[Stored records]
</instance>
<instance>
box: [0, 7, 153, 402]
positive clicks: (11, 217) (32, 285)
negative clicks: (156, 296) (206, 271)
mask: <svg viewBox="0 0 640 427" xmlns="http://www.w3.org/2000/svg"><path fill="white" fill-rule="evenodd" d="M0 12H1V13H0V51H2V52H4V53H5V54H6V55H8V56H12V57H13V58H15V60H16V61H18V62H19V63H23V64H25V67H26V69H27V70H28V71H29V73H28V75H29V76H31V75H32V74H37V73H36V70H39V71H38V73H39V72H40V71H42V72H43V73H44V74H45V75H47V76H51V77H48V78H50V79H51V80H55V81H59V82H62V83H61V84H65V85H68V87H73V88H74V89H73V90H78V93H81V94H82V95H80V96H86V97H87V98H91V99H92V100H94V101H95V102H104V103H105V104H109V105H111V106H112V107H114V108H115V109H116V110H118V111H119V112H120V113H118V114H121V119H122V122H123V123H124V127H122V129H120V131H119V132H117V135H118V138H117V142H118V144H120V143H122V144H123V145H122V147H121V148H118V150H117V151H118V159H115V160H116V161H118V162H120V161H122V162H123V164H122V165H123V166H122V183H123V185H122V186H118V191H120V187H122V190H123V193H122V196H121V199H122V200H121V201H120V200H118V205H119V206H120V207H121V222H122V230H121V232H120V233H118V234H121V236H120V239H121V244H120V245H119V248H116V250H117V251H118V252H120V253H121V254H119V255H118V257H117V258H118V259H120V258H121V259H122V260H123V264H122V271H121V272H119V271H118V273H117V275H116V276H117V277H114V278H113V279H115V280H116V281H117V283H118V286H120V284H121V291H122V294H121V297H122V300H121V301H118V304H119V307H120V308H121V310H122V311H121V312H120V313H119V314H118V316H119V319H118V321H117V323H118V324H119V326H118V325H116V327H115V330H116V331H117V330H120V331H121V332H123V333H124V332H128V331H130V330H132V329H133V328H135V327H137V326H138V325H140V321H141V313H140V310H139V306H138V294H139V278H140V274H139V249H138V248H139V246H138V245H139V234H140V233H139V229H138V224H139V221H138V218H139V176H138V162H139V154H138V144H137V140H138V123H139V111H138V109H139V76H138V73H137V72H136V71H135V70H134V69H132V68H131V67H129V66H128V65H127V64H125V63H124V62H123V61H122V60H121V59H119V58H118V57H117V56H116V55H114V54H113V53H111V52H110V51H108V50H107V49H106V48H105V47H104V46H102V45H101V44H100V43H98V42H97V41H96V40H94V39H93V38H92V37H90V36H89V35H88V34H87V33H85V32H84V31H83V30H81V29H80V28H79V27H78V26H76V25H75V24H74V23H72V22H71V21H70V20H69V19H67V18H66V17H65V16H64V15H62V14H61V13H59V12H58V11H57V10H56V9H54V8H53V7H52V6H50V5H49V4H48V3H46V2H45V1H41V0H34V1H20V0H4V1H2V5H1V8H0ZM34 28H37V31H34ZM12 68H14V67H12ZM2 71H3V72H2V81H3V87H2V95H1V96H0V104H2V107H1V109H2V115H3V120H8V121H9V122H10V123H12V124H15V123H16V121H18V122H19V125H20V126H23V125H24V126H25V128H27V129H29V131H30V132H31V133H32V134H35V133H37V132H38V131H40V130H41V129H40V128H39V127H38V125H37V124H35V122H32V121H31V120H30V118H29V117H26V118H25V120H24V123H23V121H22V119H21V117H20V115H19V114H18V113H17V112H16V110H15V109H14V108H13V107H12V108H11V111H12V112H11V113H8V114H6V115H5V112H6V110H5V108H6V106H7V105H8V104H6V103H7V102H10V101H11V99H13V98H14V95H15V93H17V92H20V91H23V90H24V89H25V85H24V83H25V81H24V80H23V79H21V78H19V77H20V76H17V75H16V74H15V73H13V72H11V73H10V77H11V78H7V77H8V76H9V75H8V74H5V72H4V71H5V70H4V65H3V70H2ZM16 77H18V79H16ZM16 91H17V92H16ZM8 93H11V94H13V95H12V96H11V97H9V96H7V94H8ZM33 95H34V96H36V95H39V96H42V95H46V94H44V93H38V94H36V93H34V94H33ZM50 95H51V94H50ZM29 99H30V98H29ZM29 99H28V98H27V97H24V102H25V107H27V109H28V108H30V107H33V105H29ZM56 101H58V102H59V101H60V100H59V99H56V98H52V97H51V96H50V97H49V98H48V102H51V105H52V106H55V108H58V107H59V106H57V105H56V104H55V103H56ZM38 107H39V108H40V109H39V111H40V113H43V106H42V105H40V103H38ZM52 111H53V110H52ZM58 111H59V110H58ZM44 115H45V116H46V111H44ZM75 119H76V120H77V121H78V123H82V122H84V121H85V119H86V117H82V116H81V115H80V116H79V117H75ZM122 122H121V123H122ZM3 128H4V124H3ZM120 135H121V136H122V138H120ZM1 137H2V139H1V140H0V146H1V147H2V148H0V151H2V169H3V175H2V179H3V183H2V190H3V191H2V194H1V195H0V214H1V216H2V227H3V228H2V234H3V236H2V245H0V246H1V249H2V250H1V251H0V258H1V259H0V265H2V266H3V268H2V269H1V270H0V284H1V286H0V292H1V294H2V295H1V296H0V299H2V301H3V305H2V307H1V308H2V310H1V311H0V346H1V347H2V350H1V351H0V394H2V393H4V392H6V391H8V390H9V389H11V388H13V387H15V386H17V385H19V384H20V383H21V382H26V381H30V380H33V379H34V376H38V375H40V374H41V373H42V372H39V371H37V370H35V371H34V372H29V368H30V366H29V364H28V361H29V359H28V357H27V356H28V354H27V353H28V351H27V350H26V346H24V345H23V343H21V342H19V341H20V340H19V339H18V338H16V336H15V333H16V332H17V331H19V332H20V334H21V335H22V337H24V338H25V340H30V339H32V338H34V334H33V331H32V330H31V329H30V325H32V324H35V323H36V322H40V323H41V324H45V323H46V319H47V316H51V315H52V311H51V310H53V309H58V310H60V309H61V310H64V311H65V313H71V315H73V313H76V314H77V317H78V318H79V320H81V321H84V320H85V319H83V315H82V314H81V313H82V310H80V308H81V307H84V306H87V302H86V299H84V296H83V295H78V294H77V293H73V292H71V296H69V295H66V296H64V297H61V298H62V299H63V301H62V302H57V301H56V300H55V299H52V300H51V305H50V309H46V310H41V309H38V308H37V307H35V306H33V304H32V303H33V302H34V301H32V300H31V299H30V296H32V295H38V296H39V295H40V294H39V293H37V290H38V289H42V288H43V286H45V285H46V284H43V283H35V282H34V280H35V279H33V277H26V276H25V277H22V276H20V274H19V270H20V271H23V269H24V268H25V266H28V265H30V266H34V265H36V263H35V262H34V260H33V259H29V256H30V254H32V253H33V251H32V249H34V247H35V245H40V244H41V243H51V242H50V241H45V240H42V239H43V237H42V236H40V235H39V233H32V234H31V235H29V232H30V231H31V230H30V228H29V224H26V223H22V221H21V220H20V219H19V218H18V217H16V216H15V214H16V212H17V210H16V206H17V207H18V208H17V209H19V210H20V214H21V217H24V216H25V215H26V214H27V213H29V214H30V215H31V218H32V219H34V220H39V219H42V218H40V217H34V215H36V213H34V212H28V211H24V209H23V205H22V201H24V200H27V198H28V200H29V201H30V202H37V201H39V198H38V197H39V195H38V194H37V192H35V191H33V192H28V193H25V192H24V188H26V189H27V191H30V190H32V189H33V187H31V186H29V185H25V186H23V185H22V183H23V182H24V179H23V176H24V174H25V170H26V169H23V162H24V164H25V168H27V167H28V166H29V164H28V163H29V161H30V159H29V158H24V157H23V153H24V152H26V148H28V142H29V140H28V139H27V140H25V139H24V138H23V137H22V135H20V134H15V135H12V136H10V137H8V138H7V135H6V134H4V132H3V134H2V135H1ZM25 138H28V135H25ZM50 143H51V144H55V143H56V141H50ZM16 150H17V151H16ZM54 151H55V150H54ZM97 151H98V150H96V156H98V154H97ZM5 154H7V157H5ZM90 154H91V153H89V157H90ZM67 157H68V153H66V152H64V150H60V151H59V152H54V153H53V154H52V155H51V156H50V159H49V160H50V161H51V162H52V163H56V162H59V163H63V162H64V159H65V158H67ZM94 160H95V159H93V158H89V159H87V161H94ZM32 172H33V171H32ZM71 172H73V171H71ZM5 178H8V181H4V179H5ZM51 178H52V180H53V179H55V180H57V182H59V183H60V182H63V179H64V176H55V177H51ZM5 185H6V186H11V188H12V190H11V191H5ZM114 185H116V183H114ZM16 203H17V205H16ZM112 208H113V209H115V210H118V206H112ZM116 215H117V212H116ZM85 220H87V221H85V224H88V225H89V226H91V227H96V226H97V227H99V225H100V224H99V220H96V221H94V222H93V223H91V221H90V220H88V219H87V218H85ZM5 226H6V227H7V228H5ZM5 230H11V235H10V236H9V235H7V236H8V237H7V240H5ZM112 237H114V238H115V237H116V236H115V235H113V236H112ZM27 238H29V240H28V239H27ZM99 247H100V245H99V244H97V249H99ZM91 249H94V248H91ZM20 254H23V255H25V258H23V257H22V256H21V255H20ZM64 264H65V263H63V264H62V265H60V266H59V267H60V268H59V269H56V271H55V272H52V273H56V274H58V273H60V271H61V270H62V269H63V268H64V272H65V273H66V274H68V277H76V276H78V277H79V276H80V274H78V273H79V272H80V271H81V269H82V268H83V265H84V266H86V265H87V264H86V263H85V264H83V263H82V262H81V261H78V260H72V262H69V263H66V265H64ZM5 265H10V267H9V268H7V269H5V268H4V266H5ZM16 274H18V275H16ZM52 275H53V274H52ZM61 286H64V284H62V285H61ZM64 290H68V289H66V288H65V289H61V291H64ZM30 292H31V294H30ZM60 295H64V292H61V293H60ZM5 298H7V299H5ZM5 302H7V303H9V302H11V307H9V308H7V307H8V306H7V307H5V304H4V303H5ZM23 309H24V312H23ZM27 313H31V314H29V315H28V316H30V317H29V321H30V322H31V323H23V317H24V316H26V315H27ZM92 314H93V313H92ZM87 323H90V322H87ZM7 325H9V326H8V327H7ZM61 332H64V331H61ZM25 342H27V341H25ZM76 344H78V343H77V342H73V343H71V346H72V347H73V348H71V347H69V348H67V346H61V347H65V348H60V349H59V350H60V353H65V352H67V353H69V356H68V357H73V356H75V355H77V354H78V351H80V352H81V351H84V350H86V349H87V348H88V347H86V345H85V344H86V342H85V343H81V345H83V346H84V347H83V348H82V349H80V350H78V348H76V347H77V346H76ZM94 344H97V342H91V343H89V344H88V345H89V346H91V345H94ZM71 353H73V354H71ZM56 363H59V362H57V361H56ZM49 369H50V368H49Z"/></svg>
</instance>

## What you need to do
Your answer must consist only of the lines from the start of the records above through the line with "positive clicks: (11, 217) (32, 285)", each retyped exactly.

## Written solution
</instance>
<instance>
box: [0, 7, 153, 402]
positive clicks: (11, 217) (32, 285)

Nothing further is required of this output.